**Problem details**
Every entry should be reproduced word for word.

==== Dataset entries ====

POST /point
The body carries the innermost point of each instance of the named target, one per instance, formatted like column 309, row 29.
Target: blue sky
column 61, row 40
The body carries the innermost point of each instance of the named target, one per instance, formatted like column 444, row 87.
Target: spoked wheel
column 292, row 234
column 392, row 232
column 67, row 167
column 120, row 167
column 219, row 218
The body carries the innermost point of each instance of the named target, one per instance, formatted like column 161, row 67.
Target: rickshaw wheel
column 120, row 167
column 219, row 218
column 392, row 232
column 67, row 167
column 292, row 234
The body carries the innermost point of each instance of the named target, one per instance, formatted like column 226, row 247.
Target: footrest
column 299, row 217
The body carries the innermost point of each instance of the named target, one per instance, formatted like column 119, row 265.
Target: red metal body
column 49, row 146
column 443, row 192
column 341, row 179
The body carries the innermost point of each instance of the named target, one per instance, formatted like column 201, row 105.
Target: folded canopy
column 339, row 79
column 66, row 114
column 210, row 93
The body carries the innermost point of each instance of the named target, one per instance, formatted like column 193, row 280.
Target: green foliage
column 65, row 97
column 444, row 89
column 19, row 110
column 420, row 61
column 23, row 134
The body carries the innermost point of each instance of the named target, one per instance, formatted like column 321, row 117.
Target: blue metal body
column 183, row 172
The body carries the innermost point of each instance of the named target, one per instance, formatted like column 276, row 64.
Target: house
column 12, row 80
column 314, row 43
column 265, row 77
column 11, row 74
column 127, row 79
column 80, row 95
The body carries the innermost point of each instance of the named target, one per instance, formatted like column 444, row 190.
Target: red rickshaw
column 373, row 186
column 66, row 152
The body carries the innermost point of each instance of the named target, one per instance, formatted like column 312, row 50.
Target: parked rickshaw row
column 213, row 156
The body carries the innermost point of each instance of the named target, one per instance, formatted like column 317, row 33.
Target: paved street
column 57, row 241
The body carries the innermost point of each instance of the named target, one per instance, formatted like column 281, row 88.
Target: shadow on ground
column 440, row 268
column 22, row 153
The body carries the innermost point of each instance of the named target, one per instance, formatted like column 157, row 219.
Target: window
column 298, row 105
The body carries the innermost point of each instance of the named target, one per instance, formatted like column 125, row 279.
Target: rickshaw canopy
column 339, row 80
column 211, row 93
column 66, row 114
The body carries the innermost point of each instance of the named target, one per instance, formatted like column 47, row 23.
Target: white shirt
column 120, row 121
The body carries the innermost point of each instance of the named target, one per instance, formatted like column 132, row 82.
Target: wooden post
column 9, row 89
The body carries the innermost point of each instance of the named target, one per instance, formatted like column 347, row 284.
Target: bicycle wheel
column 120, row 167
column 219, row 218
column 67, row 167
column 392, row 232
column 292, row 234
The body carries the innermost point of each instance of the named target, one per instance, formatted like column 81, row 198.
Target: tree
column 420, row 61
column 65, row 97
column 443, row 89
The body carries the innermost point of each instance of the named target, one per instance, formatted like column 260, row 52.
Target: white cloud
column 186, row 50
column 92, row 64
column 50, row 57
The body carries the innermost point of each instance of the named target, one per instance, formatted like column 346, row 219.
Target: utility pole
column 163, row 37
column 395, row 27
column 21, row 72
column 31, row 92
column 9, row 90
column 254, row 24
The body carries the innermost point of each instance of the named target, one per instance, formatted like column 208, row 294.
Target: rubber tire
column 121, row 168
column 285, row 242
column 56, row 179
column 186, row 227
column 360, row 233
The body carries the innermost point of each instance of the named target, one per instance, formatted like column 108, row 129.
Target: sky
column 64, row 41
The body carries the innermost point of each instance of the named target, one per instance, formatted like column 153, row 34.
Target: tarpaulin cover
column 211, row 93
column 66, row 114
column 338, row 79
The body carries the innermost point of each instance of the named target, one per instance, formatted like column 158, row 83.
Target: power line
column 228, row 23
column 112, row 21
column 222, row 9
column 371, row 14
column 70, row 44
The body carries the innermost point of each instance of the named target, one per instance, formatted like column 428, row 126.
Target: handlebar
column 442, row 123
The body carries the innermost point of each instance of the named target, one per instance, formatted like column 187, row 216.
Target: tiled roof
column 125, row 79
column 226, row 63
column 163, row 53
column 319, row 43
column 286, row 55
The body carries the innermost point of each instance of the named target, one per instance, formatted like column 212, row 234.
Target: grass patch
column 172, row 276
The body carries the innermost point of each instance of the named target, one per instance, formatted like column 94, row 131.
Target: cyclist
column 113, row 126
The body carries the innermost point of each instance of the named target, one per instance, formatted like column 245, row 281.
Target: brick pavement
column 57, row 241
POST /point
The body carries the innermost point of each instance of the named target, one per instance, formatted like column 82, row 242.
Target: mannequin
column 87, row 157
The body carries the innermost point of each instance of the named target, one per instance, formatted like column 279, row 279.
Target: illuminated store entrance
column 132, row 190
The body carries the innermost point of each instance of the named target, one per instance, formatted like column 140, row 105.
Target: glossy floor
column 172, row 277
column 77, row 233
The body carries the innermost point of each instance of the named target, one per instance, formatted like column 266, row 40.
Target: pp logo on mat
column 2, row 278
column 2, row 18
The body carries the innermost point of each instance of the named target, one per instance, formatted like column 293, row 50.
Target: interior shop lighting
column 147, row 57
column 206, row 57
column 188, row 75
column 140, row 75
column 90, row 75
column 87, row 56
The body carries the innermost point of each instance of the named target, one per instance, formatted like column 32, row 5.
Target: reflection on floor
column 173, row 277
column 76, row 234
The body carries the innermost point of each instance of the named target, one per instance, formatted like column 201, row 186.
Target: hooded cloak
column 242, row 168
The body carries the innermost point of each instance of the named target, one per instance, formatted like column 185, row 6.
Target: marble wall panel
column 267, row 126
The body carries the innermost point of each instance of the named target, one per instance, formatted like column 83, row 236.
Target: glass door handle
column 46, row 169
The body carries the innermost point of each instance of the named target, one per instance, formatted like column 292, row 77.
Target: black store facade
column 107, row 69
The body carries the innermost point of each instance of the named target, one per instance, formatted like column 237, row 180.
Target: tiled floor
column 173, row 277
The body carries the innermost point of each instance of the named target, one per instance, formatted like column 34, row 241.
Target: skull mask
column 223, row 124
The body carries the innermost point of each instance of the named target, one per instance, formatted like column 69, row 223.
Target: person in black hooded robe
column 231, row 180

====

**Exercise solution**
POST /point
The body carries the innermost point of each instance of the named target, one per instance, formatted like column 309, row 29.
Target: blue sky
column 61, row 40
The body carries the innermost point of each instance of the named target, one per instance, formatted like column 444, row 87.
Target: spoked wheel
column 292, row 234
column 392, row 232
column 67, row 167
column 120, row 167
column 219, row 218
The body carries the innermost point of each instance of the named target, one per instance, formatted like column 161, row 67.
Target: rickshaw wheel
column 120, row 167
column 219, row 218
column 392, row 232
column 67, row 167
column 292, row 234
The body carries the innermost point of each instance of the named target, one per instance, formatted like column 226, row 247.
Target: footrest
column 299, row 217
The body carries the innermost point of each instance of the named target, one per instance, formatted like column 119, row 265.
Target: red metal body
column 49, row 146
column 443, row 192
column 341, row 179
The body carries the innermost point of each instance of the named target, one per instance, formatted like column 201, row 105.
Target: folded canopy
column 339, row 79
column 66, row 114
column 210, row 93
The body carries the innermost point of each instance of the named target, one per instance, formatted like column 193, row 280.
Target: green foliage
column 65, row 97
column 444, row 89
column 19, row 110
column 420, row 61
column 23, row 134
The body carries the innermost point of each instance of the named target, one per instance, formatted like column 321, row 117.
Target: blue metal body
column 183, row 172
The body carries the innermost point of each instance of the named target, one per instance, formatted like column 276, row 64.
Target: house
column 12, row 80
column 314, row 43
column 265, row 77
column 11, row 74
column 127, row 79
column 80, row 95
The body carries the innermost point of each instance of the named target, one per instance, formatted like column 444, row 190.
Target: red rickshaw
column 373, row 186
column 66, row 152
The body carries the innermost point of each instance of the named target, one per instance, formatted like column 312, row 50.
Target: parked rickshaw row
column 213, row 156
The body carries the innermost point of each instance of the named target, one per instance, formatted like column 317, row 33.
Target: paved street
column 57, row 241
The body carries the innermost point of each instance of the named target, one per instance, formatted like column 281, row 88.
Target: shadow on ground
column 440, row 268
column 22, row 153
The body carries the innermost point of each instance of the named target, one per instance, formatted like column 157, row 219.
Target: window
column 298, row 105
The body carries the innermost point of each instance of the named target, one per instance, formatted like column 125, row 279.
Target: rickshaw canopy
column 339, row 80
column 211, row 93
column 66, row 114
The body carries the innermost point of each instance of the named target, one per instance, formatted like column 47, row 23.
Target: white shirt
column 120, row 121
The body carries the innermost point of each instance of the named target, one per instance, formatted like column 132, row 82.
Target: wooden post
column 9, row 89
The body carries the innermost point of each instance of the named target, one per instance, formatted like column 347, row 284.
Target: bicycle wheel
column 120, row 167
column 219, row 218
column 67, row 167
column 392, row 232
column 292, row 234
The body carries the innermost point of each instance of the named target, one per instance, formatted like column 81, row 198.
Target: tree
column 420, row 61
column 65, row 97
column 443, row 89
The body carries the innermost point of each instance of the named target, one per instance, formatted like column 260, row 52.
Target: white cloud
column 186, row 50
column 92, row 64
column 50, row 57
The body carries the innermost point of each instance of the named target, one per instance, formatted like column 346, row 219.
Target: utility pole
column 163, row 37
column 395, row 27
column 21, row 72
column 31, row 92
column 9, row 90
column 254, row 24
The body carries the innermost point of each instance of the named target, one per instance, formatted like column 208, row 294.
Target: rubber tire
column 121, row 168
column 285, row 242
column 56, row 179
column 186, row 227
column 360, row 233
The body carries the innermost point of each instance of the named target, one per instance, formatted like column 108, row 129.
Target: sky
column 64, row 41
The body carries the innermost point of each instance of the named target, one per instance, formatted like column 153, row 34.
Target: tarpaulin cover
column 211, row 93
column 66, row 114
column 338, row 79
The body carries the innermost point of each instance of the named target, one per instance, formatted like column 158, row 83.
Target: power line
column 228, row 23
column 112, row 21
column 222, row 9
column 371, row 14
column 70, row 44
The body carries the innermost point of each instance of the named target, one per instance, formatted like column 428, row 126.
Target: handlebar
column 442, row 123
The body carries the innermost point of each instance of the named target, one per instance, formatted like column 187, row 216.
Target: tiled roof
column 125, row 79
column 226, row 63
column 163, row 53
column 319, row 43
column 286, row 55
The body carries the innermost point of each instance of the named target, one per instance, formatted like column 212, row 234.
Target: grass patch
column 172, row 276
The body carries the innermost point of each instance of the named target, one per instance, formatted like column 94, row 131.
Target: cyclist
column 113, row 126
The body carries the innermost point of each instance of the named target, one per instance, formatted like column 245, row 281.
Target: brick pavement
column 57, row 241
POST /point
The body carries the innermost point of each instance of the named target, one per instance, formatted like column 82, row 242.
Target: mannequin
column 87, row 157
The body carries the innermost point of each instance of the named target, one per instance, formatted like column 279, row 279.
Target: illuminated store entrance
column 132, row 190
The body carries the innermost point of each instance of the named target, one per instance, formatted like column 140, row 105.
Target: glossy floor
column 172, row 277
column 77, row 233
The body carries the innermost point of each instance of the named target, one per instance, formatted like column 266, row 40.
Target: pp logo on mat
column 2, row 278
column 2, row 18
The body carries the innermost point of each instance of the named target, one per instance, formatted like column 293, row 50.
Target: interior shop lighting
column 147, row 57
column 206, row 57
column 188, row 75
column 140, row 75
column 90, row 75
column 87, row 56
The body carries the innermost point of each instance of the named target, one per instance, formatted like column 32, row 5.
Target: reflection on floor
column 173, row 277
column 76, row 234
The body carries the innermost point of each instance of the named target, one per instance, formatted like column 201, row 186.
Target: hooded cloak
column 242, row 168
The body carries the innermost point of each instance of the named target, one per instance, formatted like column 185, row 6.
Target: marble wall panel
column 267, row 126
The body carries the innermost point of each instance of the named target, one per instance, formatted like column 83, row 236.
Target: glass door handle
column 46, row 169
The body carries the innermost point of each instance of the named target, one per instance, formatted like column 292, row 77.
Target: black store facade
column 107, row 69
The body carries the innermost point of each instance of the named target, one per instance, formatted like column 237, row 180.
Target: tiled floor
column 173, row 277
The body carries the innermost point of each instance of the named target, one per instance, formatted like column 34, row 241.
Target: skull mask
column 223, row 124
The body carries the innermost point of each instance of the named target, one per instance, formatted like column 69, row 223.
Target: person in black hooded robe
column 231, row 180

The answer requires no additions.